■ Exercise instructions ■
Images are not part of the copy; write out the rest of the data exactly as given.

■ Data section ■
..........

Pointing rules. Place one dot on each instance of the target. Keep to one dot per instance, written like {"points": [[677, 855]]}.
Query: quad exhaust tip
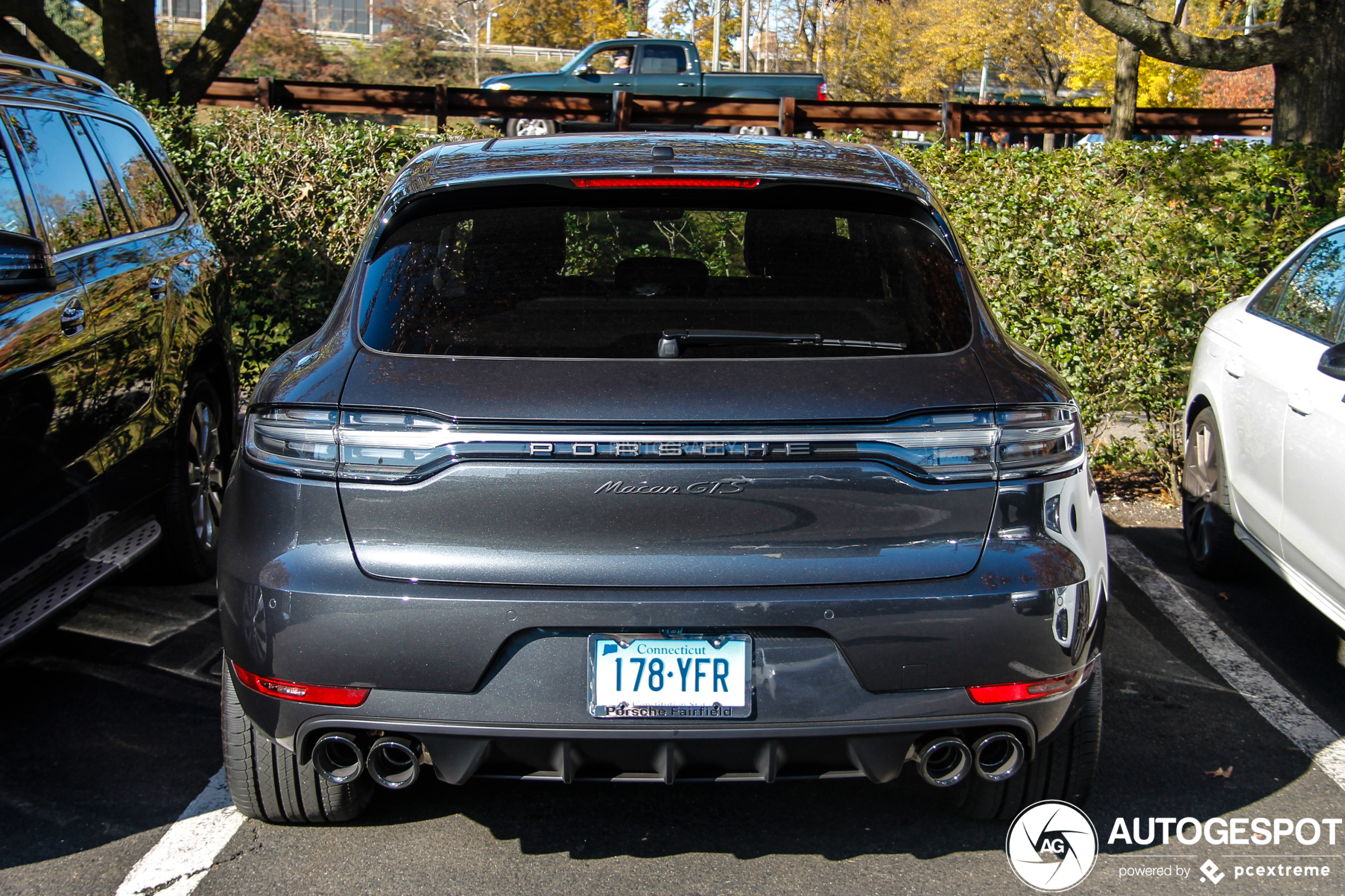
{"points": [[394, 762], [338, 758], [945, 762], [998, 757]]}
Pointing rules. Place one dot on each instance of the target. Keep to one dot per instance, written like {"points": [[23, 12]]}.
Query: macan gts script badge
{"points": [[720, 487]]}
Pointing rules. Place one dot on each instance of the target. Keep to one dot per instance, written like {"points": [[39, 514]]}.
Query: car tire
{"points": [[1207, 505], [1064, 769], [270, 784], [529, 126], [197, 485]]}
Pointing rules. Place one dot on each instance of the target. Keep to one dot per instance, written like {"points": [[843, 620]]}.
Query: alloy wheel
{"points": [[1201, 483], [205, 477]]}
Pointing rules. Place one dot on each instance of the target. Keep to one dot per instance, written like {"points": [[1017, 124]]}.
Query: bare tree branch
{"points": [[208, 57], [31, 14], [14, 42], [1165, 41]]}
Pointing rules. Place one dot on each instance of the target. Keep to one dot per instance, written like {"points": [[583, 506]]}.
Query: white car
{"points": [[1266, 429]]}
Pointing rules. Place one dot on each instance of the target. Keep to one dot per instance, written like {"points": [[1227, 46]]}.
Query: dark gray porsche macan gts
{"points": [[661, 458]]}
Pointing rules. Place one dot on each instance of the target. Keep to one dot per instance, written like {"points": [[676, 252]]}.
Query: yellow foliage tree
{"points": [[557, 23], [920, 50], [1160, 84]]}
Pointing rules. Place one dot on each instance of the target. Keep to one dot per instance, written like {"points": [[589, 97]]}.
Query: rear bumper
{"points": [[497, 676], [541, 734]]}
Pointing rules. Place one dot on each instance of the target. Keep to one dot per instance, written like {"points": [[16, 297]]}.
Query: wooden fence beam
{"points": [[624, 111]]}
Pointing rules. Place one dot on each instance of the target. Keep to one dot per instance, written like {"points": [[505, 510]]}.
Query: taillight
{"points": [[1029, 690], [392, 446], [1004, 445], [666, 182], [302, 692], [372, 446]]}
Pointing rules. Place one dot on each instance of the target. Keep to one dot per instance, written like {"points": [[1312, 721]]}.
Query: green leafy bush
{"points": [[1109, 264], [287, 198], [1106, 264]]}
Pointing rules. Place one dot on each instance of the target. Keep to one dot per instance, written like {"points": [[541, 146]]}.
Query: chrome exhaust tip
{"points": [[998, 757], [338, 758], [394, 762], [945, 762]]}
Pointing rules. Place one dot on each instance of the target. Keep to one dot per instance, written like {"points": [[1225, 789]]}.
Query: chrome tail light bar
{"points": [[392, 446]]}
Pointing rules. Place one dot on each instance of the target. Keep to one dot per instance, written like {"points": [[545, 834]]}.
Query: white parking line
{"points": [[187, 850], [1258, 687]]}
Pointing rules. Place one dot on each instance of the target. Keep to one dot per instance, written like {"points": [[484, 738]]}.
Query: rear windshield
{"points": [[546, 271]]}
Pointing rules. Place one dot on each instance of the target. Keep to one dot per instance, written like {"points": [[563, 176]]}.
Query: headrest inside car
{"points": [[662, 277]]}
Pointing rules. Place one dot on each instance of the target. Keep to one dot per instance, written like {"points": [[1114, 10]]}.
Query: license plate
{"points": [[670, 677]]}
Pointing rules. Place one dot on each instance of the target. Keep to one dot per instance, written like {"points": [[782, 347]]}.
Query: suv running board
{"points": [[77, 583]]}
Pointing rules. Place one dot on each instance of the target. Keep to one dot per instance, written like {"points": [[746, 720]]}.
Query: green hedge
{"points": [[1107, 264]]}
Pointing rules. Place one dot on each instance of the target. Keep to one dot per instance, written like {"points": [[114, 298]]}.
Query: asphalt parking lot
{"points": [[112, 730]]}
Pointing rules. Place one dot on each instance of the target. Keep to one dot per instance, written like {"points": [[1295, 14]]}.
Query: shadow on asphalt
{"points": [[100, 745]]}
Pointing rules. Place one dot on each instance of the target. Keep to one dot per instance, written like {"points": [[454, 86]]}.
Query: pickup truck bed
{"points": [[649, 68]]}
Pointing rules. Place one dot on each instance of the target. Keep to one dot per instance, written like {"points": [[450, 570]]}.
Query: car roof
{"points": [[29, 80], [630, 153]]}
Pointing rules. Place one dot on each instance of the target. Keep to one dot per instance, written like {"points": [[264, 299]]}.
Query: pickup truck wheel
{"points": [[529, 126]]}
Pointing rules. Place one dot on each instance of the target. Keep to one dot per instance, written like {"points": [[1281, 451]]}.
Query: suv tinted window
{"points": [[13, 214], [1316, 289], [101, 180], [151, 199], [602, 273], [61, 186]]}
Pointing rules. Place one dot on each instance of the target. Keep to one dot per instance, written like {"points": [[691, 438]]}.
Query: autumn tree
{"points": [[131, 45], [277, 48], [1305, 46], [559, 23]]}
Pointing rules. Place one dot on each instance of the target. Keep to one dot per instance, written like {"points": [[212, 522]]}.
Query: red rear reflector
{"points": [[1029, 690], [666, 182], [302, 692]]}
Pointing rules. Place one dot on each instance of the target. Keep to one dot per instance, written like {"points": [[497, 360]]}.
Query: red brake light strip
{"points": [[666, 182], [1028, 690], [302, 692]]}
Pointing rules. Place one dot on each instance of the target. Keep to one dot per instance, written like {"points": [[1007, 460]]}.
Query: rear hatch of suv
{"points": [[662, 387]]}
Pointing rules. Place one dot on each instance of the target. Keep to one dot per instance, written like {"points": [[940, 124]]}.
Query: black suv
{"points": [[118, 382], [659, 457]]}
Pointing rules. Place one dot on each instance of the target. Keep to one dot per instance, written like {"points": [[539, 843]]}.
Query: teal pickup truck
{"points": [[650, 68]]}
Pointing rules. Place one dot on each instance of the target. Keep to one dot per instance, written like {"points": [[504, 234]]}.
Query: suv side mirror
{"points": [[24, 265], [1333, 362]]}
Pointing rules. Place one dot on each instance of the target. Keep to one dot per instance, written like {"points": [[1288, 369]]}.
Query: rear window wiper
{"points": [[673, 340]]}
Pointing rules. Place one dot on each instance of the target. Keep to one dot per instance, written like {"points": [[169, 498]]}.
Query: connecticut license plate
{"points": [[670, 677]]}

..........

■ Exercise solution ■
Pointing rules. Place one dot on each instance of the target. Keep to one dot per instance, written like {"points": [[677, 855]]}.
Query: quad exhaust tip
{"points": [[394, 762], [338, 758], [945, 762], [998, 757]]}
Pointing rules. Place one dot on each instance of the target. Keep to one dot per instance, written like {"points": [[23, 12]]}.
Query: macan gts script badge
{"points": [[720, 487]]}
Pointing rules. Place one dot on each instance of the target. Keep to one dot per instance, written like {"points": [[39, 514]]}.
Query: car tire
{"points": [[1207, 505], [1064, 769], [270, 784], [529, 126], [197, 485]]}
Pointing rules. Place one dot on each instance of the target. Keep to one dot per instance, written like {"points": [[843, 620]]}.
Query: alloy wheel
{"points": [[1201, 483], [205, 477]]}
Pointing rules. Place one dot on each instance of the target. Keep to one dot per instance, written like {"points": [[1017, 124]]}.
Query: bare tree branch
{"points": [[208, 57], [31, 14], [14, 42], [1165, 41]]}
Pointing rules. Place one dot on each instance of the target. Keep to one dot per instance, written like {"points": [[583, 506]]}.
Query: white car
{"points": [[1266, 429]]}
Pointing rules. Place one dot on each instance of the target. Keep to one dot per instance, written like {"points": [[1227, 46]]}.
Query: dark gray porsche macan gts
{"points": [[661, 458]]}
Pointing rules. Place one dot on each instance of the target. Keep to one dot per instance, written like {"points": [[676, 252]]}.
Query: yellow foliage tree
{"points": [[557, 23], [920, 50], [1160, 84]]}
Pointing rules. Place one dot on each instance of the target. Keep to one dot per instance, written like {"points": [[589, 97]]}.
Query: rear bumper
{"points": [[497, 676], [541, 734]]}
Pointing rules. Place one dot on each instance of the target. Keep to one dot per instance, written like {"points": [[16, 297]]}.
Query: wooden fence beam
{"points": [[624, 111]]}
Pointing rules. Place one dot on each instance of the target. Keep to one dot per instance, written like {"points": [[505, 510]]}.
Query: taillight
{"points": [[1029, 690], [392, 446], [1004, 445], [666, 182], [302, 692], [372, 446]]}
Pointing rules. Place one dot on each instance of the target. Keep to one dot per instance, written like {"points": [[1312, 721]]}.
Query: green leafy bush
{"points": [[1109, 264], [287, 198], [1106, 264]]}
Pointing rules. Place one dot on each instance of the target. Keep to one dot per instance, written like {"points": [[541, 146]]}.
Query: chrome exhaust tip
{"points": [[998, 757], [338, 758], [394, 762], [945, 762]]}
Pointing rules. Place one dot on each instance of the target. Keep to one dot per instance, written like {"points": [[1225, 789]]}.
Query: chrome tail light bar
{"points": [[392, 446]]}
Pointing rules. Place one dot on each instance of the target. Keep to one dot per instance, written like {"points": [[545, 834]]}.
Query: white parking line
{"points": [[187, 850], [1258, 687]]}
Pointing rules. Place one dot on each instance of the target. Keep to one dot per instance, written like {"points": [[484, 738]]}.
Query: rear windshield
{"points": [[546, 271]]}
Pointing rules. Place one dot on each instance of the target. Keep to one dot per instance, written like {"points": [[563, 176]]}.
Query: headrest inside car
{"points": [[662, 277]]}
Pointing rules. Place one dot on each instance of the target. Keep to one dot per instance, written like {"points": [[1114, 10]]}.
Query: license plate
{"points": [[670, 677]]}
Pointing rules. Place one dot on each instance of the target. Keep to one dot per instance, written like {"points": [[782, 347]]}.
Query: suv running board
{"points": [[77, 583]]}
Pointing rules. Place one dot on each instance of the target. Keep to one dot per instance, written like {"points": [[746, 720]]}.
Query: green hedge
{"points": [[1107, 264]]}
Pointing rules. Place one dot on each instance of the target. Keep to one dot per instance, written like {"points": [[114, 298]]}.
Query: asphalt parking lot
{"points": [[112, 730]]}
Pointing rules. Place one dot on each instance of the target. Keep to one dot per instance, written like {"points": [[1295, 14]]}.
Query: shadow on asphalt
{"points": [[100, 745]]}
Pointing rules. Place one dot on each instance of the target. Keep to one dot per instance, written like {"points": [[454, 86]]}.
Query: pickup truck bed
{"points": [[649, 68]]}
Pointing rules. Place one dot on each instance of the target. Keep to one dot per instance, written like {"points": [[450, 570]]}.
Query: car roof
{"points": [[29, 80], [630, 153]]}
Pointing rules. Place one dot on each instance of the target. Keep to one dot per instance, written like {"points": [[264, 299]]}.
Query: pickup truck wheel
{"points": [[529, 126]]}
Pointing rules. Place one dot on each instance of the target. Keep to one dot per instance, written like {"points": [[1281, 451]]}.
Query: suv tinted window
{"points": [[13, 214], [1316, 289], [101, 180], [151, 199], [602, 273], [61, 186]]}
Pointing rules. Place one dot on each instance of the target. Keep to one dot per instance, written like {"points": [[691, 438]]}.
Query: autumn tree
{"points": [[131, 45], [277, 48], [1305, 46], [559, 23]]}
Pointing rules. Place one dot on each instance of the target. Keep to one dot per instance, written like {"points": [[212, 522]]}.
Query: red rear reflector
{"points": [[1029, 690], [666, 182], [302, 692]]}
Pointing rules. Place one dot on each instance of the target. Keep to one dot per instance, written like {"points": [[497, 360]]}.
Query: red brake light strip
{"points": [[666, 182], [1028, 690], [302, 692]]}
Pointing rules. Place one dot on each instance of the target. Keep to one dot per instance, written like {"points": [[1007, 460]]}.
Query: rear hatch of suv
{"points": [[662, 387]]}
Pointing rules. Place one dot on each instance of the target. Keep to one dot per instance, written like {"points": [[940, 124]]}.
Query: black suv
{"points": [[118, 382], [659, 457]]}
Pointing rules. Place one dot on each instance of the target. Keep to one dot per instance, written like {"points": [[539, 843]]}.
Query: teal pickup truck
{"points": [[650, 68]]}
Pointing rules. Place one dot on each instance of the target. Keep to one dot per instance, written like {"points": [[504, 234]]}.
Query: suv side mirror
{"points": [[24, 265], [1333, 362]]}
Pointing rules. Place one dot on each instance of the target. Keep to one dot per instance, written like {"points": [[1288, 369]]}.
Query: rear window wiper
{"points": [[673, 340]]}
Pointing rules. Place one dot on each instance of the target. Keep to one dot per instance, written like {"points": [[169, 498]]}.
Query: connecticut license plate
{"points": [[670, 677]]}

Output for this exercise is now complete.